課題の指示: 以下の記録をすべて、一字一句変えずにそのまま繰り返してください。画像は答えに入れないでください。

画像内の物体位置の記録:
+++

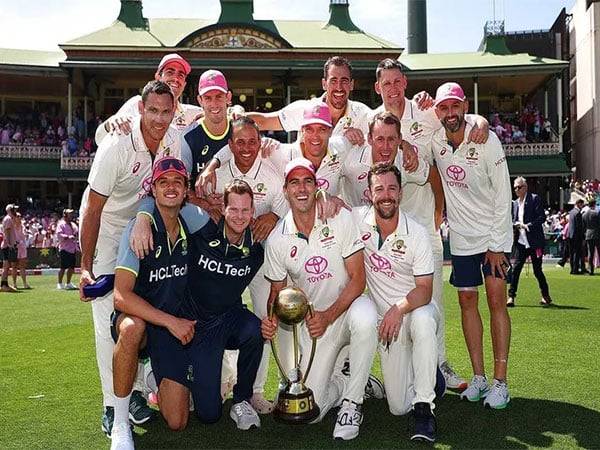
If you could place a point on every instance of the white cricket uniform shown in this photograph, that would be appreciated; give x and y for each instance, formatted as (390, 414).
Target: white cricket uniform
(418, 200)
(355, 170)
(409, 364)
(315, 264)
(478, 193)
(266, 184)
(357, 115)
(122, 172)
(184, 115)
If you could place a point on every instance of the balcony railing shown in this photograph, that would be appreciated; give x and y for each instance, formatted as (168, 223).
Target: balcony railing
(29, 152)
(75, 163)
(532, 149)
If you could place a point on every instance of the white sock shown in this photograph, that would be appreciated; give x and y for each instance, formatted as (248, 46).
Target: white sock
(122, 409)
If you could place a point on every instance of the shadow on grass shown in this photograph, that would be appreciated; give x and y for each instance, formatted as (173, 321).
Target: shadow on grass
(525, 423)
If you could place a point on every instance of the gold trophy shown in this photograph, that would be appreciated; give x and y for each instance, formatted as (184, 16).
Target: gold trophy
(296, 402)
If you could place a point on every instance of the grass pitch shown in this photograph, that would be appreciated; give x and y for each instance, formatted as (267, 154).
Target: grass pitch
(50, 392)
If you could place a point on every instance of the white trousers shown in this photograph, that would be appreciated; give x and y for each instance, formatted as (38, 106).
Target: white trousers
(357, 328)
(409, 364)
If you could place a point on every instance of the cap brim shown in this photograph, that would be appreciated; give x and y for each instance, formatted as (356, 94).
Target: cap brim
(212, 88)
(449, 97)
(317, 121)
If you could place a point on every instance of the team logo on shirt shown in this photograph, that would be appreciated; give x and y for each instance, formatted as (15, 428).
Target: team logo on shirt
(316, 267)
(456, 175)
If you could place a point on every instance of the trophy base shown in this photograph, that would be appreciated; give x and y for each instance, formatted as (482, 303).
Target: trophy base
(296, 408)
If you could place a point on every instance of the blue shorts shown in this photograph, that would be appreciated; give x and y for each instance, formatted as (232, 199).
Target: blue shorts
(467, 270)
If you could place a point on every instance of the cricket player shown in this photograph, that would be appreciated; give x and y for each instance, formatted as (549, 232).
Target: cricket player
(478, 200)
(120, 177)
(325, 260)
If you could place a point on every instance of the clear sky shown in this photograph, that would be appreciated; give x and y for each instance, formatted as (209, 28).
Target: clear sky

+++

練習の解答:
If you could place a point on every instance of the white cricket uniform shown in this photograph, that would be appreciated; give x and y for each instance, formatted as (390, 414).
Target: white cricket uniform
(418, 200)
(355, 170)
(409, 364)
(315, 264)
(478, 193)
(266, 184)
(357, 115)
(122, 172)
(184, 115)
If you could place a point on every instance of the balcony railing shown in this photograph, that would be appreciated; give x and y for each instance, formatted as (168, 223).
Target: balcony railing
(29, 152)
(75, 163)
(532, 149)
If you could place a point on every instance of the white sock shown in this photograph, that would be appreciated; give x and y for each instance, formatted as (248, 46).
Target: white sock
(122, 409)
If you could place a point on every instance of the shadow on grass shown in this photograph, that would be appreciated; give x and y for each instance, formatted as (173, 321).
Target: shadow on grass
(525, 423)
If you could place a point on every instance of the gold trophy shown in this photograph, that would be appreciated; give x and y for each instance, formatted as (184, 16).
Target: gold trophy
(296, 402)
If you could place a point on every instance of the grass pitch shown in this photograph, that would be appreciated; give x and y for each instance, formatted as (267, 154).
Target: grass pitch
(50, 392)
If you could place a point on every instance of the white trousers shown in this photograph, that would be appreciated; give x and y for each instance, formatted as (38, 106).
Target: white trousers
(357, 328)
(409, 364)
If you could place a point on every instance of the cap brim shown in this photograph, that would be appreciated; give x and y for each instance, formatted as (356, 94).
Target: cap brim
(212, 88)
(449, 97)
(317, 121)
If you could place a point on every instance of the team logo on shirt shown in this photograph, that would be appreciated; give x and y for each instance, formatted as (15, 428).
Target: team logo on shirt
(316, 267)
(456, 175)
If you could place a point on every instance of the trophy base shown in this photograph, that would be appreciated; give x and y for each instance, formatted as (482, 303).
Target: trophy base
(296, 408)
If you could place a point on every instance of the blue shorts shown in this photograph, that would be appreciated; give x and y for each instance, formatted as (232, 199).
Target: blue shorts
(467, 270)
If you could place a point on every instance of the cricket player shown in this photograph, that would be appreciated; give x and y for each instance, formatted as (549, 232).
Target: cricket player
(478, 200)
(120, 177)
(325, 260)
If you could place a point on every instance of the clear sky shown in this photograph, that would be appreciated; give x and y for each instance, formatted as (209, 28).
Target: clear sky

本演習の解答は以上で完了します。